(Text-to-region grounding data)
┏━━

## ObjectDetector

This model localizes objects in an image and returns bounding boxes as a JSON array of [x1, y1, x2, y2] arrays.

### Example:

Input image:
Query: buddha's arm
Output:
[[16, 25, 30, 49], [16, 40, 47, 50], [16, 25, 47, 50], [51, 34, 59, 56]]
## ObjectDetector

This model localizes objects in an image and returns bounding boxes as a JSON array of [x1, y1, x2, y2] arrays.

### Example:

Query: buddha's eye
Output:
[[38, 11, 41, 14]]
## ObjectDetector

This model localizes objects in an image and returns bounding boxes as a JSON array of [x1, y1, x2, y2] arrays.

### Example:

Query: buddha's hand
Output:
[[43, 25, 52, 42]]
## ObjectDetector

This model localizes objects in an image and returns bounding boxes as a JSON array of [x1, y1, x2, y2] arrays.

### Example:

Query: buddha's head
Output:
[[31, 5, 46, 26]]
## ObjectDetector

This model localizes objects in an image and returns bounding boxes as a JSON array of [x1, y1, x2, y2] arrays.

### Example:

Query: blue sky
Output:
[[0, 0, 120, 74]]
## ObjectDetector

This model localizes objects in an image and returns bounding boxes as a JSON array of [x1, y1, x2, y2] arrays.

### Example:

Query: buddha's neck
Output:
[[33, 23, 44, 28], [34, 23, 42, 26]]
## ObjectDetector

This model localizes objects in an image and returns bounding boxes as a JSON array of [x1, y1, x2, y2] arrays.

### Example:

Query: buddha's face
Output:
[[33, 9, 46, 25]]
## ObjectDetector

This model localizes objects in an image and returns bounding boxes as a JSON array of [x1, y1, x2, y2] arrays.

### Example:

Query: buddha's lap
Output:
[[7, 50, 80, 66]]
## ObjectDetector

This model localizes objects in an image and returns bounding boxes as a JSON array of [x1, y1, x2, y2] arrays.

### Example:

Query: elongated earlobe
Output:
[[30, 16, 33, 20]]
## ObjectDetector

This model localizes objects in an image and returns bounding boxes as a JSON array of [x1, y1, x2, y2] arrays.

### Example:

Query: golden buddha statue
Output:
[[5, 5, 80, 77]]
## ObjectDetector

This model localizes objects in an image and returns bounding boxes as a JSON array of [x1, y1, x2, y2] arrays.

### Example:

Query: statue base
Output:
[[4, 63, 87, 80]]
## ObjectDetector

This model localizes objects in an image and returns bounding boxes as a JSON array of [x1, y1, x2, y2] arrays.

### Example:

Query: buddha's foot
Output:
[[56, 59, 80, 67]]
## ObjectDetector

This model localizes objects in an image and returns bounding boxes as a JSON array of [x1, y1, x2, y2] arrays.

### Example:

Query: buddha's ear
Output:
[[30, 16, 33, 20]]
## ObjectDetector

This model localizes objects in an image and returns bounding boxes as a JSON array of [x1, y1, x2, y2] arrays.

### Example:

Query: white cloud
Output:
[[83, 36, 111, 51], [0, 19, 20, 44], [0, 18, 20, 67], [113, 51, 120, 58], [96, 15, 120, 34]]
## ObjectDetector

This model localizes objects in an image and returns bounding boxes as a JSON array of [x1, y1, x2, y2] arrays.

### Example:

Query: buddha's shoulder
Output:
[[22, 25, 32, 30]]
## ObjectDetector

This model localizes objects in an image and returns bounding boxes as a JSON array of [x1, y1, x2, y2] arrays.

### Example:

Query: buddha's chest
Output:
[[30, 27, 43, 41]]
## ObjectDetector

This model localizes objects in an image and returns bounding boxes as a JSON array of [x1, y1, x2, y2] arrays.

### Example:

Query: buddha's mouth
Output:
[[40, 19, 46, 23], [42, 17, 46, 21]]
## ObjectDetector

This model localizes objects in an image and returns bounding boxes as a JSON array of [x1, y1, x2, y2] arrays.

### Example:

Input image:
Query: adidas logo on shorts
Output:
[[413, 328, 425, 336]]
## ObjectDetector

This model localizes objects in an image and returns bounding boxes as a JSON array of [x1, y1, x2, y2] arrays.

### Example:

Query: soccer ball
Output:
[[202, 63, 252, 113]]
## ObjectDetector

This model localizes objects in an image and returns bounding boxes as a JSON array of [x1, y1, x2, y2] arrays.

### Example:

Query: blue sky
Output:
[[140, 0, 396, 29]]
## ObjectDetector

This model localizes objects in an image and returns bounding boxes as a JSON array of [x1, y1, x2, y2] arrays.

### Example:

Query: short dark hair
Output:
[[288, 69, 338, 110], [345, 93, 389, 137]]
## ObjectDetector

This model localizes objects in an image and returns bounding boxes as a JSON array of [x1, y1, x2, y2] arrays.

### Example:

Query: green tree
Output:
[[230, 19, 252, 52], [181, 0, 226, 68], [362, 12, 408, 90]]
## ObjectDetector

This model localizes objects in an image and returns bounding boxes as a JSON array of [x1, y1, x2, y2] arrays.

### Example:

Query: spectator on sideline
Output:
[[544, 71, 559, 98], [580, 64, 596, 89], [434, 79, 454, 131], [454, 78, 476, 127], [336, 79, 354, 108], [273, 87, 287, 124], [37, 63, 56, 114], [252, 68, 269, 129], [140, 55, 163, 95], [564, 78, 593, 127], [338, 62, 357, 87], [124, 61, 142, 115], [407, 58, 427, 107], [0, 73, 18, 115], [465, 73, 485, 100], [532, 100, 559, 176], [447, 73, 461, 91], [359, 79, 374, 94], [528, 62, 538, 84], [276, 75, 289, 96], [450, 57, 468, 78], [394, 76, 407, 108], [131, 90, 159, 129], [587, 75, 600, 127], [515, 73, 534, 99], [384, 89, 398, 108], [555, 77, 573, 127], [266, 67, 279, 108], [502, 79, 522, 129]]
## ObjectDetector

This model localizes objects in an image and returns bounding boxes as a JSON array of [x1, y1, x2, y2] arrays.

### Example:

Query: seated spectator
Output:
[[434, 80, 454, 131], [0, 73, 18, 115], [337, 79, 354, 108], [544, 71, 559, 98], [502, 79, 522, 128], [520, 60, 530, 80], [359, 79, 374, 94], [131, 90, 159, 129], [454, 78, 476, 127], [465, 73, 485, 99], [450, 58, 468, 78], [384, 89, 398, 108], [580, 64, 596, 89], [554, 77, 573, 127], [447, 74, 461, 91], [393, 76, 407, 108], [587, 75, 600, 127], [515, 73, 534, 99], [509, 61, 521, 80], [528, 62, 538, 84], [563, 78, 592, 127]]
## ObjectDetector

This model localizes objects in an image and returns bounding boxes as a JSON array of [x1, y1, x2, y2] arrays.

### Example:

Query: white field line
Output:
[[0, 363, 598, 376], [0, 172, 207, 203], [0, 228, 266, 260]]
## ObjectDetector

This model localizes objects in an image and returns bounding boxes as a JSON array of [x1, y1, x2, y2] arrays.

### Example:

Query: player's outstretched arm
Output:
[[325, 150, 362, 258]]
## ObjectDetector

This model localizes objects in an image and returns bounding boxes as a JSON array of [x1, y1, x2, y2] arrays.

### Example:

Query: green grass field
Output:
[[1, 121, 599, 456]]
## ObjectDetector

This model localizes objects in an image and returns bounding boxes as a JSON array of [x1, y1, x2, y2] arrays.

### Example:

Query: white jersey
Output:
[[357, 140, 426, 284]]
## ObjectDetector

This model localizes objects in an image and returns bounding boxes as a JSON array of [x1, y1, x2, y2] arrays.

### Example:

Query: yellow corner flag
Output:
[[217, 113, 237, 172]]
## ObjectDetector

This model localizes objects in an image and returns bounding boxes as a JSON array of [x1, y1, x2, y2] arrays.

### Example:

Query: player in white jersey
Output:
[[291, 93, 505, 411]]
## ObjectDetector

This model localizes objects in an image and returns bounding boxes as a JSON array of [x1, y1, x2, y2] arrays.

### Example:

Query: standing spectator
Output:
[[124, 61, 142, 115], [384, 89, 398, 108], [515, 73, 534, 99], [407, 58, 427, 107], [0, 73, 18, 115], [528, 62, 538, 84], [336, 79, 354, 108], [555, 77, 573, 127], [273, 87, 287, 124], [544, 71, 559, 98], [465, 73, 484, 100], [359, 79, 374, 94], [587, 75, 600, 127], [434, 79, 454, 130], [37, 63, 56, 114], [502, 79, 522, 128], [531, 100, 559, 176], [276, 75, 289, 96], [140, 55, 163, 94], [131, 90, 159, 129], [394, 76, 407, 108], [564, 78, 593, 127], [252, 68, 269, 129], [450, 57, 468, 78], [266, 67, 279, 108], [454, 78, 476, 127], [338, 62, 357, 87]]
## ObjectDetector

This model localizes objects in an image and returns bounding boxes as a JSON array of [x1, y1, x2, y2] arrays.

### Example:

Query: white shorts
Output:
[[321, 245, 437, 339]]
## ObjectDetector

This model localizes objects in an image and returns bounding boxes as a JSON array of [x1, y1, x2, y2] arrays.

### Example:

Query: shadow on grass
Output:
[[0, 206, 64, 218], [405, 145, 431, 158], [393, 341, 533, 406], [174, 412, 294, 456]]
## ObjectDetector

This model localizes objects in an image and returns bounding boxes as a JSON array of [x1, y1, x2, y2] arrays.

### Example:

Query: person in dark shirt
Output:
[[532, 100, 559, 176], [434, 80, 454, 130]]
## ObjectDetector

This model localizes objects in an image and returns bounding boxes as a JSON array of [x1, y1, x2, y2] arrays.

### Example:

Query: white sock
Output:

┗━━

Going through the data, count each line where the word "jersey" appears, and state only the total.

2